* _TO BE DONE_
Copy the records below without any changes, from their beginning through the line containing "[568,340,638,444]". Leave the pictures out of your copy.

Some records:
# # #
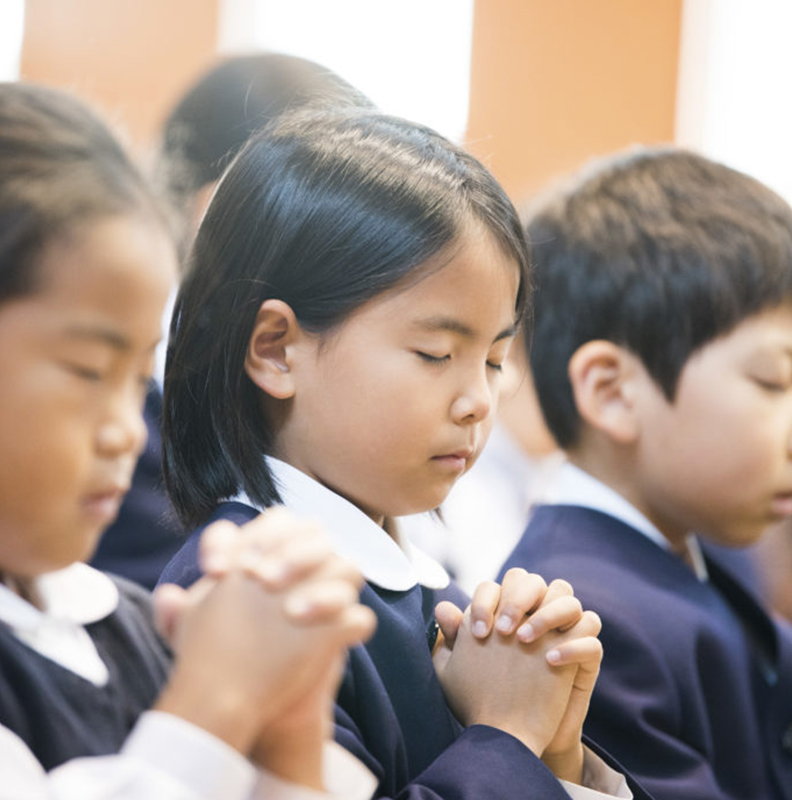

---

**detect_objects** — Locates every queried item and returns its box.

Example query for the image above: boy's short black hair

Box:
[526,148,792,447]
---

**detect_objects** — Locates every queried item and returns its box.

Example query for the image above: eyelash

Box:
[754,378,788,394]
[416,351,503,372]
[68,364,102,383]
[416,351,451,364]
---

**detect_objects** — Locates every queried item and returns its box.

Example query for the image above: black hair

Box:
[0,83,168,302]
[164,109,529,525]
[155,53,370,255]
[526,147,792,448]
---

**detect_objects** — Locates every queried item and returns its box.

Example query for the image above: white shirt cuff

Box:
[121,711,258,800]
[253,742,377,800]
[561,746,633,800]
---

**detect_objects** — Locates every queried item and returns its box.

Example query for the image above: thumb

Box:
[435,600,464,648]
[152,583,188,647]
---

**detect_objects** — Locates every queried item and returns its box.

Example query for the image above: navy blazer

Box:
[91,385,184,589]
[503,505,792,800]
[162,503,648,800]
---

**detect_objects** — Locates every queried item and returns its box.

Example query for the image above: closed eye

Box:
[415,350,451,364]
[64,363,102,382]
[754,378,789,393]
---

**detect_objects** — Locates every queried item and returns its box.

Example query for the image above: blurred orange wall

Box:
[22,0,683,203]
[467,0,683,203]
[21,0,221,152]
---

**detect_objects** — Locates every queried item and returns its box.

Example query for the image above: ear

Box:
[245,300,303,400]
[568,340,638,444]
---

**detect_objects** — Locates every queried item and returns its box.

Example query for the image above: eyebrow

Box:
[64,325,132,350]
[415,317,517,342]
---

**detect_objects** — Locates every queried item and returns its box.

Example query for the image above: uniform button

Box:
[781,722,792,755]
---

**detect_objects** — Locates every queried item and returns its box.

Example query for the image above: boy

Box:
[504,149,792,800]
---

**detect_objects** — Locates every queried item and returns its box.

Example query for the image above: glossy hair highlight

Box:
[164,109,529,525]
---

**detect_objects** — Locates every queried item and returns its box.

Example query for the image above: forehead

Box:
[23,216,176,329]
[375,226,521,324]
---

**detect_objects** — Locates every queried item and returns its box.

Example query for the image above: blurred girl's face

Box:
[276,225,519,522]
[0,216,176,577]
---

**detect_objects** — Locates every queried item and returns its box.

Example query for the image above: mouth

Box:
[82,485,129,525]
[432,448,473,472]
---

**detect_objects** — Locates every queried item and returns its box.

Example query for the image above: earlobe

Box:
[245,300,301,400]
[569,340,638,444]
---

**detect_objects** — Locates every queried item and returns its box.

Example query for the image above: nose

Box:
[451,368,495,425]
[96,387,148,458]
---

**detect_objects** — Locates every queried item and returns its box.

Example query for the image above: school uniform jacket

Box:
[503,505,792,800]
[91,385,184,589]
[162,460,648,800]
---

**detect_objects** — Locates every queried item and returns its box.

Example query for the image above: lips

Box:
[771,492,792,517]
[82,483,129,524]
[432,447,473,472]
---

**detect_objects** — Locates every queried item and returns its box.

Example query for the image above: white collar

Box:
[0,564,118,686]
[549,461,709,582]
[234,456,450,591]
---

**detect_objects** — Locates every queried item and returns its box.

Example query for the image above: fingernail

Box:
[248,553,289,584]
[203,551,229,575]
[517,622,536,642]
[495,614,512,633]
[283,595,313,619]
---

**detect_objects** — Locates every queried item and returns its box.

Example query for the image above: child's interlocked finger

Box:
[517,595,583,643]
[495,568,548,636]
[469,581,501,639]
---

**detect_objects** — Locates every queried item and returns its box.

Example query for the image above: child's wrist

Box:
[155,675,262,756]
[251,721,329,791]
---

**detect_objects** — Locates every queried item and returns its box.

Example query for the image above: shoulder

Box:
[158,502,259,588]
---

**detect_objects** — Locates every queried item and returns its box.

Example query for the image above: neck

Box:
[567,450,690,553]
[0,573,44,611]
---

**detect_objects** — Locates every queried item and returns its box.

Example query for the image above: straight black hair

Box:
[0,83,169,302]
[526,148,792,447]
[159,52,371,256]
[163,109,529,525]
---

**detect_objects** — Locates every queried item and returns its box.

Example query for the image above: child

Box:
[163,111,648,800]
[91,53,372,588]
[0,84,372,800]
[504,149,792,800]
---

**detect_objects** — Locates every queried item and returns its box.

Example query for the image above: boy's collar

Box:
[0,564,119,686]
[547,462,709,581]
[234,456,449,591]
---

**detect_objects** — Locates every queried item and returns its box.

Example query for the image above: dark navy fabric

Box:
[503,505,792,800]
[162,503,648,800]
[91,386,184,589]
[0,579,170,780]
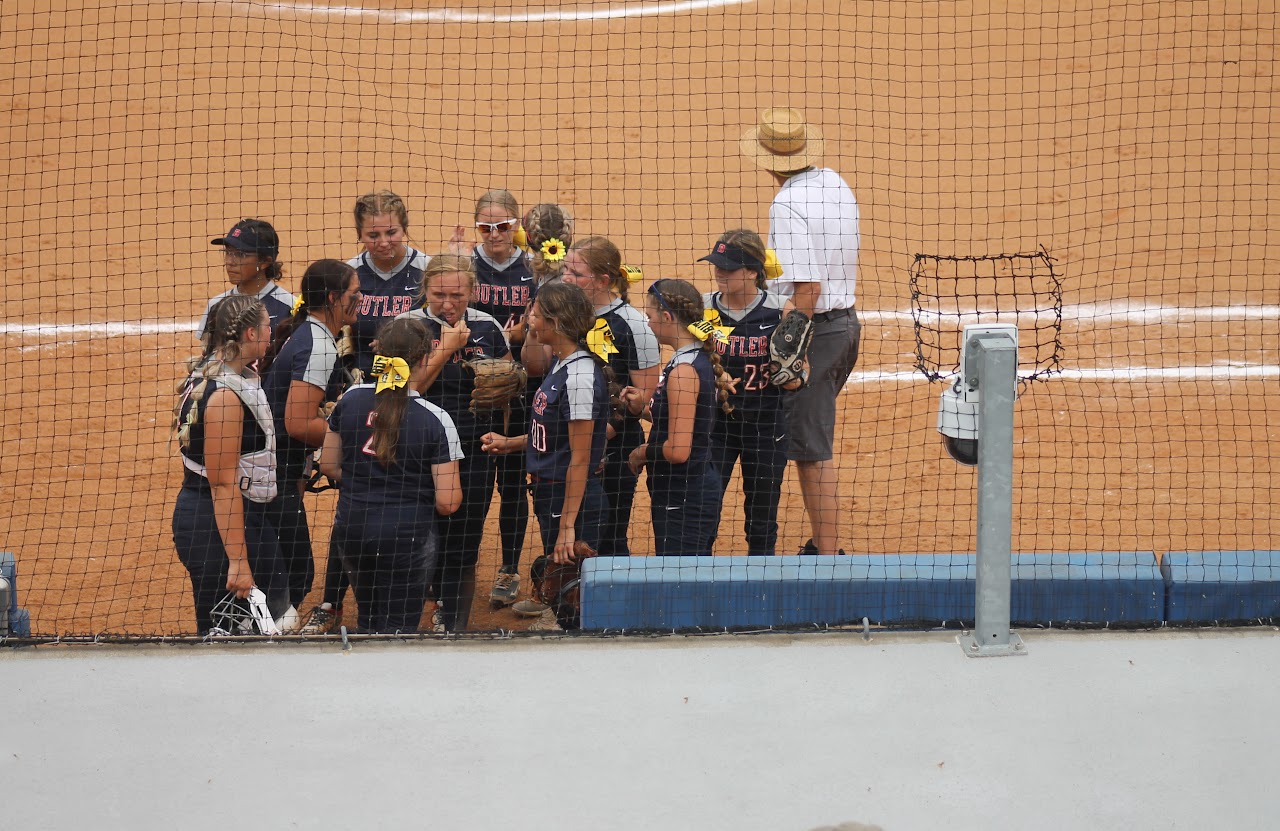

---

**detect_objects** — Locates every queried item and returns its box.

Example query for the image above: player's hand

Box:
[445,225,475,256]
[552,526,577,566]
[618,385,649,415]
[439,320,471,352]
[227,560,253,598]
[627,444,649,476]
[503,320,525,343]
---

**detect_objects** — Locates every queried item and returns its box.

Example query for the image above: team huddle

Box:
[173,110,856,634]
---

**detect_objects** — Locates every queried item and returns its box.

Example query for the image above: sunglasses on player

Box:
[476,219,520,234]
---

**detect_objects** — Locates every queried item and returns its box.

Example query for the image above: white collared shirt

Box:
[769,168,860,312]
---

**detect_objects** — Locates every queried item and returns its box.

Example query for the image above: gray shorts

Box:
[786,309,863,462]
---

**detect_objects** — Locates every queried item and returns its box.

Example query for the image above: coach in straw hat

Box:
[741,108,861,554]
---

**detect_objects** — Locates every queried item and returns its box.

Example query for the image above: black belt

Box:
[813,309,854,323]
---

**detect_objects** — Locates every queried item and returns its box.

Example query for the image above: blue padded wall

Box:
[1160,551,1280,624]
[1009,551,1165,625]
[582,554,974,630]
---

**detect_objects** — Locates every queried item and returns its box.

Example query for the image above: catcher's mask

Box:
[207,586,280,638]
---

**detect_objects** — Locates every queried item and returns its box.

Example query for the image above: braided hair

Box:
[369,318,431,467]
[352,191,408,233]
[257,260,356,375]
[653,279,733,415]
[524,202,573,280]
[570,237,628,302]
[173,293,266,447]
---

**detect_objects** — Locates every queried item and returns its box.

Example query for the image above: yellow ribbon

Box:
[374,355,408,396]
[586,318,618,362]
[764,248,782,280]
[703,309,733,343]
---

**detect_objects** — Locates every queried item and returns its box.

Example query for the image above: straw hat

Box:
[740,106,823,173]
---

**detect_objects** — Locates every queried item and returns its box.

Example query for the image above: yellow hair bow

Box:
[764,248,782,280]
[586,318,618,362]
[694,309,733,343]
[374,355,408,396]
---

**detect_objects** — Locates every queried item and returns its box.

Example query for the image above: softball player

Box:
[561,237,662,557]
[394,254,511,631]
[261,260,361,634]
[621,280,732,557]
[451,190,534,608]
[481,283,611,560]
[700,228,791,556]
[347,191,428,375]
[320,319,462,633]
[173,294,296,634]
[196,219,294,338]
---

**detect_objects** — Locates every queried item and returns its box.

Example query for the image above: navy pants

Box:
[173,487,291,635]
[649,461,721,557]
[600,440,640,557]
[433,440,494,631]
[268,478,316,608]
[330,506,440,634]
[712,411,787,556]
[529,476,608,557]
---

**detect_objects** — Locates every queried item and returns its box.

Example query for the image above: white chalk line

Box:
[0,303,1280,387]
[196,0,754,24]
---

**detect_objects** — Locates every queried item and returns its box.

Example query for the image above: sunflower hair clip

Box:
[538,237,566,262]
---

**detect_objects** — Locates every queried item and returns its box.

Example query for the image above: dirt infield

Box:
[0,0,1280,634]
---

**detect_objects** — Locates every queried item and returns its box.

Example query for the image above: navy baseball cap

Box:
[698,242,764,274]
[212,219,280,257]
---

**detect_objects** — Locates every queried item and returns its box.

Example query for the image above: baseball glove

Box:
[466,357,529,412]
[529,540,595,629]
[769,310,813,389]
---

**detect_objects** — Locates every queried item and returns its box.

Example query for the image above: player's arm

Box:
[520,318,554,376]
[431,461,462,516]
[662,364,698,465]
[416,320,471,392]
[552,420,595,563]
[284,379,329,447]
[320,430,342,481]
[205,389,253,597]
[783,283,822,320]
[480,433,529,456]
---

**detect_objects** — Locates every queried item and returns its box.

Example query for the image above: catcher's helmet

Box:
[209,586,280,638]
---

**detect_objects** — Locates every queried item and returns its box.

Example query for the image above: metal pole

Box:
[961,334,1027,657]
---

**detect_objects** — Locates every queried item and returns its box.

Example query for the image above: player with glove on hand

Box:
[402,254,515,631]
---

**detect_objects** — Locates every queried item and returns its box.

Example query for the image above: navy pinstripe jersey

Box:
# # #
* _FINAL ANSWER_
---

**detect_objects** — Locates every queried item and returns its box.

Example query for the image above: boy's short black hair

Box:
[526,148,792,447]
---

**detect_objects** — Locates every queried item and returns its box.

Example query for the image above: eyelash

Box:
[754,378,788,394]
[416,351,503,372]
[68,364,102,383]
[416,351,451,364]
---

**detect_objects** — Locates every queried item and returns its box.

Example query for the image above: black hair

Box:
[0,83,168,302]
[164,109,529,525]
[155,53,370,255]
[526,147,792,448]
---

**detect_objects** — Locates every queried item and returns its box.

Example query for the image above: white shirt cuff

Box:
[121,711,258,800]
[253,742,377,800]
[561,746,633,800]
---

**detect_objects** — Locates every queried item and returns its box.

Example query for the image above: thumb

Box:
[435,600,464,648]
[152,583,188,647]
---

**detect_objects** — Locates every queried item and returns its box.

Example query for the image above: navy blazer

Box:
[91,385,184,589]
[503,505,792,800]
[162,503,648,800]
---

**detect_objects** — Locates every queried item and returns its box.

Example query for the image above: closed eye

Box:
[415,350,451,364]
[64,363,102,382]
[754,378,789,393]
---

**detect_objects** — Locates every queried item and returns its box.

Example query for the image above: blurred orange wall

Box:
[22,0,683,203]
[467,0,683,203]
[21,0,221,152]
---

**detect_objects** — Locates every queried item and returns its box.

Example query for the image above: ear

Box:
[245,300,303,400]
[568,340,638,444]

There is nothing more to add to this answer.